### PROVIDED TEXT:
****

# San Jose!



## boonedoggle (Jun 23, 2006)

Looks like I might be headed out there for the week of Sept. 22. Anyone around that area that might want to herf? Hopefully, the "man" doesn't come, but I can avoid him!


----------



## Darrell (Aug 12, 2007)

As in San Jose, CA?

I think we can throw something together at Casa Mean D.


----------



## boonedoggle (Jun 23, 2006)

Darrell said:


> As in San Jose, CA?
> 
> I think we can throw something together at Casa Mean D.


Is that near you? See how much I pay attention?!:w


----------



## hoax (Aug 7, 2007)

Sweet! I'm down.


----------



## Darrell (Aug 12, 2007)

boonedoggle said:


> Is that near you? See how much I pay attention?!:w


I live in San Jose, CA. :r


----------



## weak_link (Jan 13, 2008)

He only plays a mean guy on TV. Don't let 'im fool ya.


----------



## dwhitacre (Jan 2, 2008)

I would drive to San Jose for you Jimmy... I just hope it's not on my birthday!!!:r Private Joke!!!


----------



## boonedoggle (Jun 23, 2006)

dwhitacre said:


> I would drive to San Jose for you Jimmy... I just hope it's not on my birthday!!!:r Private Joke!!!


Oh, being on your birthday wouldn't be bad, would it?! I'm sure they'd be cake! 
Hopefully this does go through and the money gets approved for me to go. I'll update as it comes to me. :ss


----------



## Darrell (Aug 12, 2007)

boonedoggle said:


> Oh, being on your birthday wouldn't be bad, would it?! I'm sure they'd be cake!
> Hopefully this does go through and the money gets approved for me to go. I'll update as it comes to me. :ss


What's the purpose of a visit?


----------



## boonedoggle (Jun 23, 2006)

Darrell said:


> What's the purpose of a visit?


http://www.streamingmedia.com/west/


----------



## boonedoggle (Jun 23, 2006)

this is squashed. Got the old "out of money" song and dance. Sorry bro's in SJ, especially mean Darrell. Looks like no more trips until next year at my new job.


----------



## dwhitacre (Jan 2, 2008)

*Sorry to hear that you are not coming to see us!!!*


----------

****

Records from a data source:
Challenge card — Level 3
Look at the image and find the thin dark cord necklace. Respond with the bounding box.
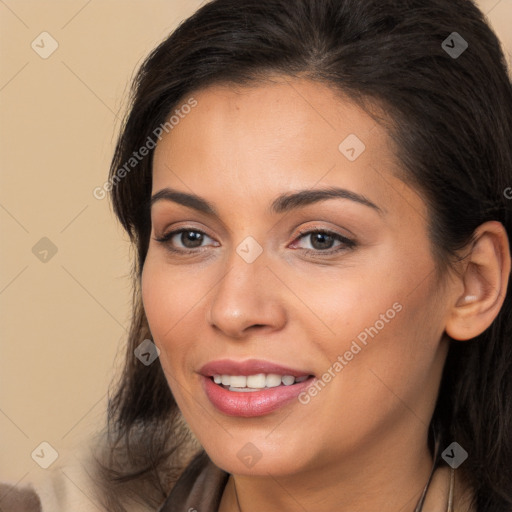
[233,443,455,512]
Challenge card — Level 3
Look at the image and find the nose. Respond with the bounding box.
[208,249,287,339]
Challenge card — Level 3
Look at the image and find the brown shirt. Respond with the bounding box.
[159,451,229,512]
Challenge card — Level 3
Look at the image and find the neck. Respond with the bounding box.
[219,430,432,512]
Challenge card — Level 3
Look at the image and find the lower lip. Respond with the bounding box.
[202,376,314,418]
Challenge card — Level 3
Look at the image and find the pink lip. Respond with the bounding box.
[199,359,312,377]
[199,359,315,418]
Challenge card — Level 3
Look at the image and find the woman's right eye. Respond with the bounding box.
[155,228,213,252]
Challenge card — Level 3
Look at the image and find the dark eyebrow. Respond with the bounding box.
[150,187,383,217]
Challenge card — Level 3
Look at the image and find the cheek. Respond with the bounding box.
[141,254,188,362]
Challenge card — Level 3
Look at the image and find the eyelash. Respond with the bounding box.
[154,228,357,257]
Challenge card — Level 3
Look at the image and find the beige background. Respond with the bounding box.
[0,0,512,492]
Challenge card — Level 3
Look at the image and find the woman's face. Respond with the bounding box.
[142,79,453,475]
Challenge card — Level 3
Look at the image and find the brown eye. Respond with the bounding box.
[294,229,356,254]
[155,229,215,252]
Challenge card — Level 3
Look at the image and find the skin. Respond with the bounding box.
[142,77,510,512]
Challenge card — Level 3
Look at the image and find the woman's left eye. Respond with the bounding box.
[293,230,356,253]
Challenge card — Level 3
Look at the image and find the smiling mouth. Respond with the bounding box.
[210,373,313,393]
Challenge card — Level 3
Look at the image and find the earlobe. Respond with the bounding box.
[445,221,511,340]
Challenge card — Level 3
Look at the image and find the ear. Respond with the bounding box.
[445,221,510,340]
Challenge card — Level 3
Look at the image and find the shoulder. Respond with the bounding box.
[0,482,42,512]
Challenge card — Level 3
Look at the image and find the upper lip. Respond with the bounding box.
[199,359,312,377]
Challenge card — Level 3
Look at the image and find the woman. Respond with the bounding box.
[88,0,512,512]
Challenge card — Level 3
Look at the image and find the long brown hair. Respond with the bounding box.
[93,0,512,512]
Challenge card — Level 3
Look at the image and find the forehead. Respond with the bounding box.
[153,78,428,220]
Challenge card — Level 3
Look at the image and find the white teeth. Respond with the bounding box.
[229,375,247,388]
[281,375,295,386]
[213,373,308,391]
[247,373,266,389]
[266,373,282,388]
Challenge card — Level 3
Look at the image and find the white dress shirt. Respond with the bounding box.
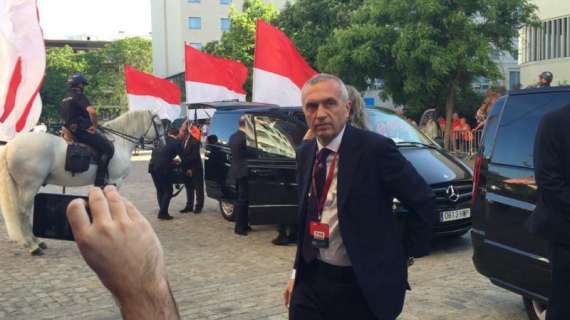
[309,126,352,267]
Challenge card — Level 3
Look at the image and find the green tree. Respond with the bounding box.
[204,0,279,96]
[85,37,152,113]
[275,0,363,66]
[317,0,537,146]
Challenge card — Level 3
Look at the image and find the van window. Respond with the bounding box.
[254,115,307,159]
[491,92,570,168]
[208,112,240,145]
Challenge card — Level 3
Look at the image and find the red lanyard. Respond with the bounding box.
[311,152,338,220]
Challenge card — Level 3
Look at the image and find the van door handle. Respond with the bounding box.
[251,169,273,177]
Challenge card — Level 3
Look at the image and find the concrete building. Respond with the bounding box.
[519,0,570,87]
[151,0,287,77]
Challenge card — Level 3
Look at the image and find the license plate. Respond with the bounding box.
[441,208,471,222]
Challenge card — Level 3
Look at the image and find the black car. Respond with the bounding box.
[471,87,570,320]
[205,105,472,235]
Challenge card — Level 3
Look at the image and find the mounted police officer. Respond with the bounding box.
[60,73,114,187]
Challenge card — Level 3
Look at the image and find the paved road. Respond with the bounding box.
[0,161,526,320]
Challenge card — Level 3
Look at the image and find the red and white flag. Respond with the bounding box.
[184,44,247,103]
[125,64,181,121]
[0,0,46,141]
[252,20,317,106]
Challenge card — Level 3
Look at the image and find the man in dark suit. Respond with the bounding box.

****

### DIRECTION 1:
Answer these questions about the San Jose thread:
(a) Which week does boonedoggle say he might be headed out?
(b) Where does Darrell say he lives?
(c) What does boonedoggle say he got that squashed the trip?
### DIRECTION 2:
How many lines of the records contain the string "dark"? Case counts; reply with the number only.

### COMPLETE ANSWER 1:
(a) The week of Sept. 22.
(b) San Jose, CA.
(c) The old "out of money" song and dance.

### COMPLETE ANSWER 2:
3